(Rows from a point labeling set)
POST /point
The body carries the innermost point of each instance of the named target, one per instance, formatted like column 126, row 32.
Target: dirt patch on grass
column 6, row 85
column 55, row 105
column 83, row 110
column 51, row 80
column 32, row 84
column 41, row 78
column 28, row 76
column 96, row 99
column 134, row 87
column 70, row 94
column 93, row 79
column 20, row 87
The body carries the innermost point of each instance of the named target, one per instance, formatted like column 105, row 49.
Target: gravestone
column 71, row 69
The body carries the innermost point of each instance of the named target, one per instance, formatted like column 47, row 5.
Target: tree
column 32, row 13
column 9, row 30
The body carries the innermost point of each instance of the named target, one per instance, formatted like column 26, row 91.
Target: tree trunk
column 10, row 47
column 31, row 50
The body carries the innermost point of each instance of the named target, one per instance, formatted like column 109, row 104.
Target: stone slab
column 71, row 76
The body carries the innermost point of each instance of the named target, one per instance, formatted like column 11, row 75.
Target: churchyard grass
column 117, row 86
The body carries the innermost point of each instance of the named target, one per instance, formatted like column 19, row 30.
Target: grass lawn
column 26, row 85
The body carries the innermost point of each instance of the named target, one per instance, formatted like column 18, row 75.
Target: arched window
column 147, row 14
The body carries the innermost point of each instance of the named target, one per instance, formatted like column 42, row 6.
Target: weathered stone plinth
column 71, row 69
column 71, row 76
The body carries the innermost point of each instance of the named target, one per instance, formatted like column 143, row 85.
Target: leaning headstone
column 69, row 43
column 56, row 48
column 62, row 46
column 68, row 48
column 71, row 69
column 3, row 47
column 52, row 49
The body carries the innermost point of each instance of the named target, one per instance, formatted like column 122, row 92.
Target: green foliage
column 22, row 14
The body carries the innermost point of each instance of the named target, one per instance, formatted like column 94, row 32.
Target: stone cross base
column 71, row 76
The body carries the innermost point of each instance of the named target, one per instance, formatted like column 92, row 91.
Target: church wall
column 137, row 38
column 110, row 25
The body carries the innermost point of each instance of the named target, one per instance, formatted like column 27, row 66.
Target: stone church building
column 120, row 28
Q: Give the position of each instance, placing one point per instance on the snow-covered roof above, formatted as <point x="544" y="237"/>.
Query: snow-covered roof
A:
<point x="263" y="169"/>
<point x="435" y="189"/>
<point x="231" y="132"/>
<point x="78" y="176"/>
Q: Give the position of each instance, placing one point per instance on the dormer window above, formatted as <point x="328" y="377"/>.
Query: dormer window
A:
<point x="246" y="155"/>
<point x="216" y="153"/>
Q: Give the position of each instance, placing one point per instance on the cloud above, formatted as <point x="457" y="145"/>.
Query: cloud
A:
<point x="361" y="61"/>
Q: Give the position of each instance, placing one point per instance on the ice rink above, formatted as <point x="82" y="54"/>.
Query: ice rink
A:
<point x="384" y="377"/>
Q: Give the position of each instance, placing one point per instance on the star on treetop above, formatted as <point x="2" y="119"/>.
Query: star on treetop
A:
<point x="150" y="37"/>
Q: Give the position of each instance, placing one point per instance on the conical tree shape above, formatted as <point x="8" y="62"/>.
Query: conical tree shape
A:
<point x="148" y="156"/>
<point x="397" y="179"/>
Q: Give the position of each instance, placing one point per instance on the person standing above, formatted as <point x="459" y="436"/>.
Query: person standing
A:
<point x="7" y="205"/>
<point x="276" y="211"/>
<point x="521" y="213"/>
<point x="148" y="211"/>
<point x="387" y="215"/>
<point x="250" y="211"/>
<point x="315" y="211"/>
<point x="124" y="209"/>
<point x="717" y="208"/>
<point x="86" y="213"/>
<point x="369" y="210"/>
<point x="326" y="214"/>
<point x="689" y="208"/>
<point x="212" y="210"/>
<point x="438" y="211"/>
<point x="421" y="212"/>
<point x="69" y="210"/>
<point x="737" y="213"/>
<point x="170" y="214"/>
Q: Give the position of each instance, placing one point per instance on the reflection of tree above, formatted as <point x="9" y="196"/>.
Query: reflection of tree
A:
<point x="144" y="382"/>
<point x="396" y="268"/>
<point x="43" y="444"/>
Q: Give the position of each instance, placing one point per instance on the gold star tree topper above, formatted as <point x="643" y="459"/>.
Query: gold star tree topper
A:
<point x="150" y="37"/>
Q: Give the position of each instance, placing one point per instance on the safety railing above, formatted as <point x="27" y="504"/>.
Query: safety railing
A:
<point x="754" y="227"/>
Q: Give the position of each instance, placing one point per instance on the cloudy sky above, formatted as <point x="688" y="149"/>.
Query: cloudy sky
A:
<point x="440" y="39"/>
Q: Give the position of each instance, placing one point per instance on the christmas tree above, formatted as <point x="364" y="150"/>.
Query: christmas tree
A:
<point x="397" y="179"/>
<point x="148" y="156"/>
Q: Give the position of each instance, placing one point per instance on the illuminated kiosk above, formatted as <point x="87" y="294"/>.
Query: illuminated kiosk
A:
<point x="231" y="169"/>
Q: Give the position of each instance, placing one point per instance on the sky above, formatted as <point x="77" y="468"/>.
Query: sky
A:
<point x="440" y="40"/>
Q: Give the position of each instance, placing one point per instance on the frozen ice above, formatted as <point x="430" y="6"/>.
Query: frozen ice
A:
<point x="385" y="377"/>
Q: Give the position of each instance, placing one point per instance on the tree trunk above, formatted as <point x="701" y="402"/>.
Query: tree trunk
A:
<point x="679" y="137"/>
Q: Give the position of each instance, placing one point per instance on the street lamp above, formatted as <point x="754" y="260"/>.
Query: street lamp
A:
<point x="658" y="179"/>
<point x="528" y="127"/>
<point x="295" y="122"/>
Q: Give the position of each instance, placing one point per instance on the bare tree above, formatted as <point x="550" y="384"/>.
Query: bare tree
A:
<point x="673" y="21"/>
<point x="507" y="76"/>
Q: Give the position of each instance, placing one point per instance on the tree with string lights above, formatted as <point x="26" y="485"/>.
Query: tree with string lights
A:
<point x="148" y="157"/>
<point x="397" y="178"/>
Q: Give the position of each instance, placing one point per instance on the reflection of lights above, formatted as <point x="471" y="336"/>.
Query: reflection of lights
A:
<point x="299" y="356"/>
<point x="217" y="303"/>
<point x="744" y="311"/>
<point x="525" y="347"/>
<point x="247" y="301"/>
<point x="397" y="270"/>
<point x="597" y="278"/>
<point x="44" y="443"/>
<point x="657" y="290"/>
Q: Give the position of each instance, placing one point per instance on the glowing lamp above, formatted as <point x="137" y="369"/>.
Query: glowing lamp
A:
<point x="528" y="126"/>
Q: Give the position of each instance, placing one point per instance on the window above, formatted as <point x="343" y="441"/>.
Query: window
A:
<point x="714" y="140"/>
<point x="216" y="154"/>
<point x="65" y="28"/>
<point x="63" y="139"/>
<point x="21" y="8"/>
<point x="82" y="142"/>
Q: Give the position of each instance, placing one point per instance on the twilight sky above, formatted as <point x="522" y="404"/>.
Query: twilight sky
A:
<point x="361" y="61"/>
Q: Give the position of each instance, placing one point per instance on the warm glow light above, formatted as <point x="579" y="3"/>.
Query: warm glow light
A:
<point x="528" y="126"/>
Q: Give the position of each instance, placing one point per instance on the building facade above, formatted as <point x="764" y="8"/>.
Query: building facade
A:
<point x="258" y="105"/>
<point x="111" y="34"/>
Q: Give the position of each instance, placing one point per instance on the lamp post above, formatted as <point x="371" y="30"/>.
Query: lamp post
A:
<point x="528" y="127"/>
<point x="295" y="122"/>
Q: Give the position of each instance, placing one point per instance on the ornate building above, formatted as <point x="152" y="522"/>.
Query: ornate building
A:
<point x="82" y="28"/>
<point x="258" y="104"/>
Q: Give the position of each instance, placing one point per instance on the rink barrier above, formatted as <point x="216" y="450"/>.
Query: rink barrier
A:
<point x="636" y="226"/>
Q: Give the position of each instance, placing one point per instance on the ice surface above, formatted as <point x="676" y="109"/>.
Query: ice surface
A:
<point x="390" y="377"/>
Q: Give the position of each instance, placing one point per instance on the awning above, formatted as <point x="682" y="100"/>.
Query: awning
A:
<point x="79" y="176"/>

● **Aim**: Reproduce word for word the lines from the start of the rows above through the line containing "column 28, row 76", including that line.

● **Right answer**:
POST /point
The body carries the innermost point of each instance of the named target, one per instance, formatted like column 126, row 32.
Target: dirt patch on grass
column 6, row 85
column 55, row 105
column 83, row 110
column 51, row 80
column 32, row 84
column 41, row 78
column 28, row 76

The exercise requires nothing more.